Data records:
* * * * *

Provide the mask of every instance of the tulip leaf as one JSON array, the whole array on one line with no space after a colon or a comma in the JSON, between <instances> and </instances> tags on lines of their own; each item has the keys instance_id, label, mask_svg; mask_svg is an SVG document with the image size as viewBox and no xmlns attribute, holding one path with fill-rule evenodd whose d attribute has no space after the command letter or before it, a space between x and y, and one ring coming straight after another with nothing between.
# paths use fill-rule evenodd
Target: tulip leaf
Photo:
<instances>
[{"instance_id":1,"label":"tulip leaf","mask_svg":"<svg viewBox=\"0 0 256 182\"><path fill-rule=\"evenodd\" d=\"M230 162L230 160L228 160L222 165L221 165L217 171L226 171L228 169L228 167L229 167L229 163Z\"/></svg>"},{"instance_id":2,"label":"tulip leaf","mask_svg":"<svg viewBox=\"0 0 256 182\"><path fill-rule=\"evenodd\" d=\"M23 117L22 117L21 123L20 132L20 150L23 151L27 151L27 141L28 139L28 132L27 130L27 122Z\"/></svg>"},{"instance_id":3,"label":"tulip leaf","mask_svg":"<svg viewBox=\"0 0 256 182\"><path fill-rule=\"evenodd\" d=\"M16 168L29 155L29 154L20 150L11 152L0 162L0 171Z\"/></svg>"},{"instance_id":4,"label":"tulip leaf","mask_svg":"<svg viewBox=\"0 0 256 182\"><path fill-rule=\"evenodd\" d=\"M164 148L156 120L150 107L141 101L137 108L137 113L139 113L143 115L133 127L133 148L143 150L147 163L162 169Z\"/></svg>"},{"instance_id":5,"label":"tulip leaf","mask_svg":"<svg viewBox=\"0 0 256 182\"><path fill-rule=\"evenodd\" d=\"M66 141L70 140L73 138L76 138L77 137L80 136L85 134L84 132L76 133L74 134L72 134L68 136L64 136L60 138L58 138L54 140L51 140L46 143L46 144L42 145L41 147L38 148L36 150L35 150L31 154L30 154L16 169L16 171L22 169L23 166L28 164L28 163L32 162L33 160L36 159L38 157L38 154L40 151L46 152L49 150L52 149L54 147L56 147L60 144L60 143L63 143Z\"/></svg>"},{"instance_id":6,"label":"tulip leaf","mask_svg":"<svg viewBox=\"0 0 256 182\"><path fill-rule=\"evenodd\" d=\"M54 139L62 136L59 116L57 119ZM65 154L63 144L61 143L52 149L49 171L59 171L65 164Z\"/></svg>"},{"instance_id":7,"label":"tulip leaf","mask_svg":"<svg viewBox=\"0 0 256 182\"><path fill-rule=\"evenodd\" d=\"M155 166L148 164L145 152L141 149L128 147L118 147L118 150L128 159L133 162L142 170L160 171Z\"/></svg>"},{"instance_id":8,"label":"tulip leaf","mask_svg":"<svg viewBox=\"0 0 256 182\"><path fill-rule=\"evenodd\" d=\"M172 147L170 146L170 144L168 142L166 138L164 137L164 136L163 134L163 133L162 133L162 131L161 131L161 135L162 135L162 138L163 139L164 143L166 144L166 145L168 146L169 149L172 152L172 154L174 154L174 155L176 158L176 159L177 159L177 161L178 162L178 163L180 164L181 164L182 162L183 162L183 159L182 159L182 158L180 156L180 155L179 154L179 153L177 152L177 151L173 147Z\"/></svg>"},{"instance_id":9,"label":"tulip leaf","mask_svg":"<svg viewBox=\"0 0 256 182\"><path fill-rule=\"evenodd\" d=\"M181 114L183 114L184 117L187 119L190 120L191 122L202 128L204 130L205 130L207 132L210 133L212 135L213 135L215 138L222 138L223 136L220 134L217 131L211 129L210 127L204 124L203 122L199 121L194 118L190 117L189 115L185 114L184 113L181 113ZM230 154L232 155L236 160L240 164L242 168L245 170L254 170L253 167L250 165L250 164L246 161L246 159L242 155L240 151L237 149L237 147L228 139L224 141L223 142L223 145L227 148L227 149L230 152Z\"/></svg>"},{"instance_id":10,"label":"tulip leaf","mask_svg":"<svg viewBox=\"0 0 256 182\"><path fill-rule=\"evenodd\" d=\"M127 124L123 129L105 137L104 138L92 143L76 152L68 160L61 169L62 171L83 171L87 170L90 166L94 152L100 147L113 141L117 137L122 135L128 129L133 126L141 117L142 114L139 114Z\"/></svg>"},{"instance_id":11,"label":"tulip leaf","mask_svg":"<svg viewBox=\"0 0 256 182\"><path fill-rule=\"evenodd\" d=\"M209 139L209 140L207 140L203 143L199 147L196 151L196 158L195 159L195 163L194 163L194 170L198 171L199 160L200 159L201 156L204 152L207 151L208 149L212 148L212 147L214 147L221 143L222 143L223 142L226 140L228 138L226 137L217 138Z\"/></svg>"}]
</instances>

* * * * *

GOAL: Take the records above and return them exactly as written.

PROBLEM SOLUTION:
Provide the mask of every instance of the tulip leaf as one JSON array, the whole array on one line with no space after a colon or a comma in the JSON, between <instances> and </instances> tags on lines of their own; each item has the keys instance_id, label, mask_svg; mask_svg is an SVG document with the image size as viewBox and no xmlns attribute, holding one path with fill-rule evenodd whose d attribute has no space after the command letter or before it, a space between x and y, and one ring coming straight after another with nothing between.
# paths use fill-rule evenodd
Target: tulip leaf
Photo:
<instances>
[{"instance_id":1,"label":"tulip leaf","mask_svg":"<svg viewBox=\"0 0 256 182\"><path fill-rule=\"evenodd\" d=\"M230 162L230 160L228 160L222 165L221 165L217 171L226 171L228 169L228 167L229 167L229 163Z\"/></svg>"},{"instance_id":2,"label":"tulip leaf","mask_svg":"<svg viewBox=\"0 0 256 182\"><path fill-rule=\"evenodd\" d=\"M23 117L22 117L21 123L20 132L20 150L23 151L27 151L27 141L28 139L28 132L27 130L27 122Z\"/></svg>"},{"instance_id":3,"label":"tulip leaf","mask_svg":"<svg viewBox=\"0 0 256 182\"><path fill-rule=\"evenodd\" d=\"M16 168L29 155L29 154L20 150L11 152L0 162L0 171Z\"/></svg>"},{"instance_id":4,"label":"tulip leaf","mask_svg":"<svg viewBox=\"0 0 256 182\"><path fill-rule=\"evenodd\" d=\"M164 148L156 120L150 107L141 101L137 108L137 113L139 113L143 115L133 127L133 148L143 150L147 163L162 169Z\"/></svg>"},{"instance_id":5,"label":"tulip leaf","mask_svg":"<svg viewBox=\"0 0 256 182\"><path fill-rule=\"evenodd\" d=\"M66 141L70 140L73 138L76 138L77 137L80 136L85 134L84 132L76 133L74 134L72 134L68 136L64 136L60 138L58 138L54 140L51 140L46 143L46 144L42 145L41 147L38 148L36 150L35 150L31 154L30 154L16 169L16 171L22 169L23 166L28 164L28 163L32 162L33 160L36 159L38 157L38 154L40 151L46 152L49 150L52 149L54 147L56 147L60 144L60 143L63 143Z\"/></svg>"},{"instance_id":6,"label":"tulip leaf","mask_svg":"<svg viewBox=\"0 0 256 182\"><path fill-rule=\"evenodd\" d=\"M54 139L62 136L59 116L57 119ZM65 154L63 144L61 143L52 149L49 171L59 171L65 164Z\"/></svg>"},{"instance_id":7,"label":"tulip leaf","mask_svg":"<svg viewBox=\"0 0 256 182\"><path fill-rule=\"evenodd\" d=\"M155 166L148 164L145 152L141 149L128 147L118 147L118 150L128 159L133 162L142 170L160 171Z\"/></svg>"},{"instance_id":8,"label":"tulip leaf","mask_svg":"<svg viewBox=\"0 0 256 182\"><path fill-rule=\"evenodd\" d=\"M172 147L170 146L170 144L168 142L166 138L164 137L164 136L163 134L163 133L162 133L162 131L161 131L161 135L162 135L162 138L163 139L164 143L166 144L166 145L168 146L169 149L172 152L172 154L174 154L174 155L176 158L176 159L177 159L177 161L178 162L178 163L180 164L181 164L182 162L183 162L183 159L182 159L182 158L180 156L180 155L179 154L179 153L177 152L177 151L173 147Z\"/></svg>"},{"instance_id":9,"label":"tulip leaf","mask_svg":"<svg viewBox=\"0 0 256 182\"><path fill-rule=\"evenodd\" d=\"M181 114L183 114L184 117L187 119L190 120L191 122L202 128L204 130L205 130L207 132L210 133L212 135L213 135L215 138L222 138L223 136L220 134L217 131L211 129L210 127L204 124L203 122L199 121L194 118L190 117L189 115L185 114L184 113L181 113ZM230 154L232 155L236 160L240 164L242 168L245 170L254 170L253 167L250 165L250 164L246 161L246 159L242 155L240 151L237 149L237 147L228 139L224 141L223 142L223 145L227 148L227 149L230 152Z\"/></svg>"},{"instance_id":10,"label":"tulip leaf","mask_svg":"<svg viewBox=\"0 0 256 182\"><path fill-rule=\"evenodd\" d=\"M127 124L123 129L105 137L104 138L92 143L76 152L68 160L61 169L62 171L83 171L87 170L90 166L94 152L100 147L113 141L117 137L122 135L128 129L133 126L141 117L142 114L139 114Z\"/></svg>"},{"instance_id":11,"label":"tulip leaf","mask_svg":"<svg viewBox=\"0 0 256 182\"><path fill-rule=\"evenodd\" d=\"M209 139L209 140L207 140L203 143L199 147L196 151L196 158L195 159L195 163L194 163L194 170L198 171L199 160L200 159L201 156L204 152L207 151L208 149L212 148L212 147L214 147L221 143L222 143L223 142L226 140L228 138L226 137L217 138Z\"/></svg>"}]
</instances>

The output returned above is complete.